■ **Aim a**: In the midterm study notes, what four types of networks are grouped by the distance between members?

■ **Reading text**:
* begin *

Midterm Study

Question 1

Draw Von Neumann’s architecture of a computer.

Answer 1

Question 2

What are the five main categories of modern computer systems?

Answer 2

Personal Mobile Device (PMD)

Desktop Computing

Servers

Clusters/Warehouse Scale Computers

Embedded Computers

Question 3

What is the primary task of an “operating system?”

Answer 3

Answer 1: A program that acts as an intermediary between a user of a computer and the computer hardware.

Answer 2: OS is a resource allocator, which manages all resources, decides between conflicting requests for efficient and fair resource use, and controls programs within allocated space.

Question 4

What are the two main characteristics of an OS?

Answer 4

Efficiency and convenience.

Efficiency means that the OS can manage multiple processes and allocate memory to these processes fairly and efficiently. For example, if one process is trying to hug a large number of frames, the other processes should not be denied active frames. If a process is not using its frame or CPU assets, that process should be deactivated. In servers, efficiency is of main importance.

Convenience is a factor that a user of the system expects from the OS. Allowing a user to access programs and applications easily is an example. In mobile devices, convenience is a major factor.

Question 5

For networked distributed computing, the networks are categorized into four groups in terms of the distance between members. What are these four types of networks?

Answer 5

LAN, WAN, MAN, PAN

Question 6

Computing environments, in terms of the role of connected members of a network, are divided into two types. What are these two types of networks?

Answer 6

1. Client-server
2. Peer-to-peer

Question 7

What is the difference between “emulation” and “virtualization?”

Answer 7

Emulation: Emulation is used when the source CPU type (physically present) is different from the target CPU type (the CPU that a program is compiled for). For example, Apple desktops switched from IBM CPU to Intel CPU, and old software used Rosetta to run on emulated IBM CPU.

Virtualization: Virtualization allows a guest OS to run as an application on a host OS.

Question 8

What is the difference between “full virtualization” and “para-virtualization?”

Answer 8

In full virtualization, the guest is an original OS and wants to manage the memory, perform protection, etc.

In para-virtualization, guest OS is designed to run as a guest in a virtual environment and is aware of other operating systems, and knows its limitations.

Question 9

What are the three types of “cloud computing?”

Answer 9

Private, public, hybrid

Question 10

What are the three advantages of a “multiprocessor system” over a single processor?

Answer 10

1. Increased throughput
2. Lower cost than using a collection of single processors
3. Reliability is higher, and the system is more fault-tolerant

Question 11

What is the difference between “symmetric” and “asymmetric” multiprocessors?

Answer 11

Asymmetric multiprocessor is a CPU scheduling method in which all scheduling decisions, I/O processing, and other system activities are handled by a single processor — the master server. The other processors execute only user code. This is a simple method because only one core accesses the system data structures, reducing the need for data sharing. The downfall of this approach is that the master server becomes a potential bottleneck where overall system performance may be reduced.

* end *

■ **Records provided**:
* begin *

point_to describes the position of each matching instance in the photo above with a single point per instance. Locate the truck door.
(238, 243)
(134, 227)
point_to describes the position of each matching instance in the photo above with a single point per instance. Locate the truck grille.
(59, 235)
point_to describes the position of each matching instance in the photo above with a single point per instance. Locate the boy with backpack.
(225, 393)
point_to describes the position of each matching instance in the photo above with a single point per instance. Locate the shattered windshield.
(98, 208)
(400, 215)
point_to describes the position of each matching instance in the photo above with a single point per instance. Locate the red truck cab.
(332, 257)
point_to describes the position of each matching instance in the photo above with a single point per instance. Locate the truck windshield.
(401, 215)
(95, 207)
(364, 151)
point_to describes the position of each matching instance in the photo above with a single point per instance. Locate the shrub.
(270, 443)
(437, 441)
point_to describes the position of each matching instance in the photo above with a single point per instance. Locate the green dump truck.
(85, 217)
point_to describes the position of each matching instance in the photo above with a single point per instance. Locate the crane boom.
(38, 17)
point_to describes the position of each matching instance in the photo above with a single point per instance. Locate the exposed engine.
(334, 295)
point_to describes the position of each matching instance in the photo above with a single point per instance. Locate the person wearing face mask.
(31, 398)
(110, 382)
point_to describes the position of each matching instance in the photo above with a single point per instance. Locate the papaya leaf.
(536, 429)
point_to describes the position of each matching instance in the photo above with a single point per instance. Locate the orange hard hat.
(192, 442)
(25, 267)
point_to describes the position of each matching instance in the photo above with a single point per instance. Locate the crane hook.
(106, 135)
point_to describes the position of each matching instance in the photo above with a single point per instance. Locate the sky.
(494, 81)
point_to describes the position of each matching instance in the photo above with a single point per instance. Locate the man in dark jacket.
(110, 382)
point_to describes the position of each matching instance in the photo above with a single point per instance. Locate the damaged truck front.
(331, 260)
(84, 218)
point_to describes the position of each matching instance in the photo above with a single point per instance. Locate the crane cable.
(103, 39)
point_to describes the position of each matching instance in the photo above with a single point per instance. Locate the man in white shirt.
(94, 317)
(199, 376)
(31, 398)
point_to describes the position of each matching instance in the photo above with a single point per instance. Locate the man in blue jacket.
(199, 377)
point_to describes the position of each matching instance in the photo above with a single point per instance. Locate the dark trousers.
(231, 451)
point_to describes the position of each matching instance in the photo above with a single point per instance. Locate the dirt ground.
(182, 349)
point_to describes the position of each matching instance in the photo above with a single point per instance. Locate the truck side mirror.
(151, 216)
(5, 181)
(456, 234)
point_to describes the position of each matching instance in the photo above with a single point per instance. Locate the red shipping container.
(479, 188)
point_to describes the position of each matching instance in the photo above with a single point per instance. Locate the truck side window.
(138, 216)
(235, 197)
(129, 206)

* end *

■ **Aim b**: Rewrite the rows starting at the line that has "truck side window." and continuing through the last row, with "side window" changed to "rear window" and everything else kept the same.

■ **Task result a**: LAN, WAN, MAN, and PAN.

■ **Task result b**:
point_to describes the position of each matching instance in the photo above with a single point per instance. Locate the truck rear window.
(138, 216)
(235, 197)
(129, 206)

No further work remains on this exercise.